━━━ Extract to read

Dec 08


An Armenian doctor showing chest x-rays used to track a patient’s tuberculosis that has been resistant to drug therapy. Nicholas D. Kristof/The New York Times

Garik Hakobyan, 34, an artist, carries an ailment, XDR-TB, an incurable form of tuberculosis.

As if you didn’t have enough to worry about … consider the deadly, infectious and highly portable disease sitting in the lungs of a charming young man here, Garik Hakobyan. In effect, he’s a time bomb.

Mr. Hakobyan, 34, an artist, carries an ailment that stars in the nightmares of public health experts - XDR-TB, the scariest form of tuberculosis. It doesn’t respond to conventional treatments and is often incurable.

XDR-TB could spread to your neighborhood because it isn’t being aggressively addressed now, before it rages out of control. It’s being nurtured by global complacency.

When doctors here in Armenia said they would introduce me to XDR patients, I figured we would all be swathed in protective clothing and chat in muffled voices in a secure ward of a hospital. Instead, they simply led me outside to a public park, where Mr. Hakobyan sat on a bench with me.

━━━━━━
━━━ Data under study

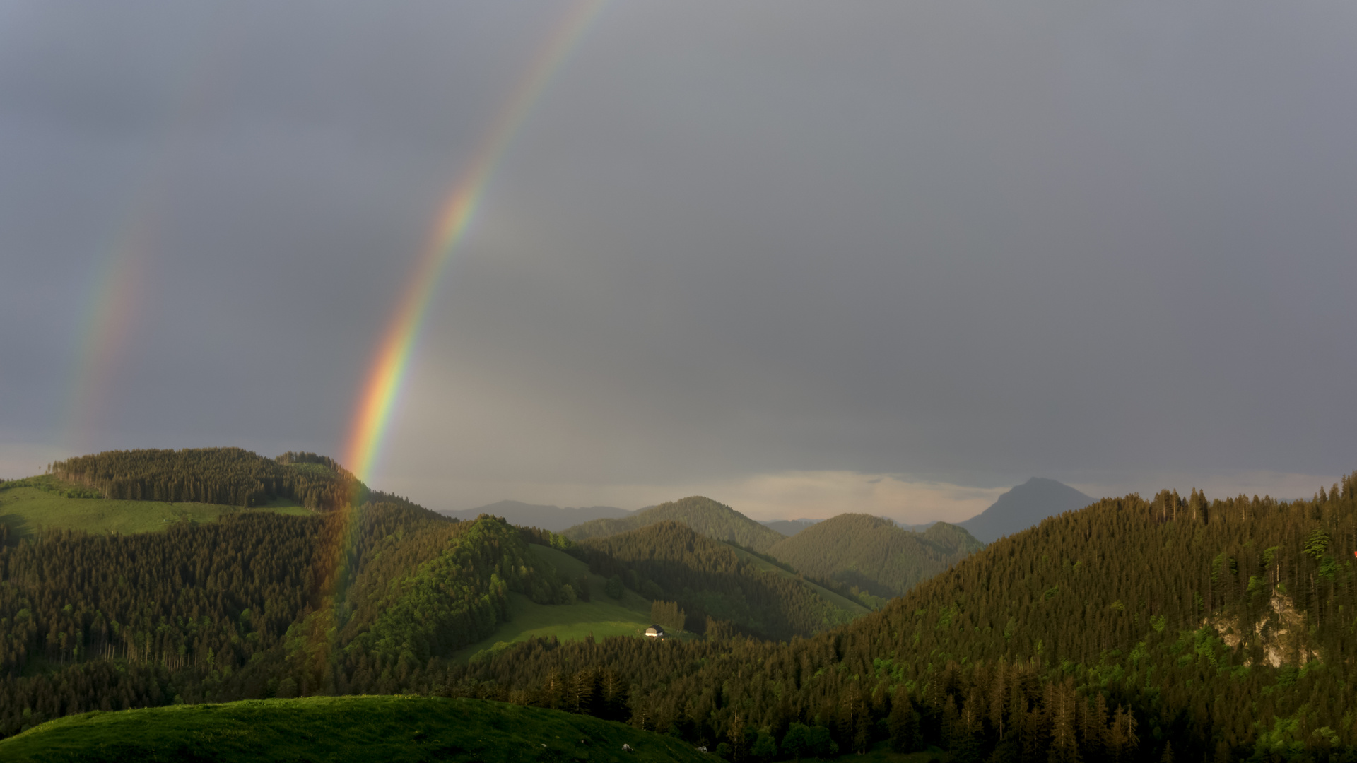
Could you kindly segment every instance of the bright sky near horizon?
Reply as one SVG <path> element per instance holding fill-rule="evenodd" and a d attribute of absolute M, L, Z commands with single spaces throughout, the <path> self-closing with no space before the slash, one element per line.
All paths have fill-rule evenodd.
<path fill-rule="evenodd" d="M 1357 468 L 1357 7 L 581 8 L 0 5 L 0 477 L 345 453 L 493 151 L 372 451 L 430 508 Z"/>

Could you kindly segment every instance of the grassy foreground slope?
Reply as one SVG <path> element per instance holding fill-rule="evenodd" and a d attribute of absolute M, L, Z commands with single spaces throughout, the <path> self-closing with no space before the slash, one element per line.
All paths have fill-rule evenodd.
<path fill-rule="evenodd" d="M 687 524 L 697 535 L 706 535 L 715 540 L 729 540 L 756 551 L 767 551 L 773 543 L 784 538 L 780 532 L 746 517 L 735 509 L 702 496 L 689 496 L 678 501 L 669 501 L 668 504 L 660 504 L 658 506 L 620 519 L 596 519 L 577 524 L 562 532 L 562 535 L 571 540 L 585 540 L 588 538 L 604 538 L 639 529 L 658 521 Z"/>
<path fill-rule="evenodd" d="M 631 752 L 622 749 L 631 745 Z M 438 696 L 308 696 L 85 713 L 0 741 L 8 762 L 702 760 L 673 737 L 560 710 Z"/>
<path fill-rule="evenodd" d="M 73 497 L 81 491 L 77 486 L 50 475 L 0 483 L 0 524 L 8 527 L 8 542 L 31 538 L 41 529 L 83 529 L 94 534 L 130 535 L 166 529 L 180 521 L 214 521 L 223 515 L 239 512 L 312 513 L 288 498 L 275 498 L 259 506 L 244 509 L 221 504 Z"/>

━━━━━━

> [Work item A]: Give everything from "An Armenian doctor" down to "by global complacency." in the tuberculosis column again, swapping "tuberculosis" for "TB".
> [Work item B]: Write what comes next in the tuberculosis column, following on from its last sentence.

> [Task answer A]:
An Armenian doctor showing chest x-rays used to track a patient’s TB that has been resistant to drug therapy. Nicholas D. Kristof/The New York Times

Garik Hakobyan, 34, an artist, carries an ailment, XDR-TB, an incurable form of TB.

As if you didn’t have enough to worry about … consider the deadly, infectious and highly portable disease sitting in the lungs of a charming young man here, Garik Hakobyan. In effect, he’s a time bomb.

Mr. Hakobyan, 34, an artist, carries an ailment that stars in the nightmares of public health experts - XDR-TB, the scariest form of TB. It doesn’t respond to conventional treatments and is often incurable.

XDR-TB could spread to your neighborhood because it isn’t being aggressively addressed now, before it rages out of control. It’s being nurtured by global complacency.

> [Task answer B]:
“It’s pretty safe outside, because his coughs are dispersed,” one doctor explained, “but you wouldn’t want to be in a room or vehicle with him.” Then I asked Mr. Hakobyan how he had gotten to the park.

“A public bus,” he said.

He saw my look and added: “I have to take buses. I don’t have my own Lincoln Continental.” To his great credit, Mr. Hakobyan is trying to minimize his contact with others and doesn’t date, but he inevitably ends up mixing with people.

Afterward, I asked one of his doctors if Mr. Hakobyan could have spread his lethal infection to other bus passengers. “Yes,” she said thoughtfully. “There was one study that found that a single TB patient can infect 14 other people in the course of a single bus ride.”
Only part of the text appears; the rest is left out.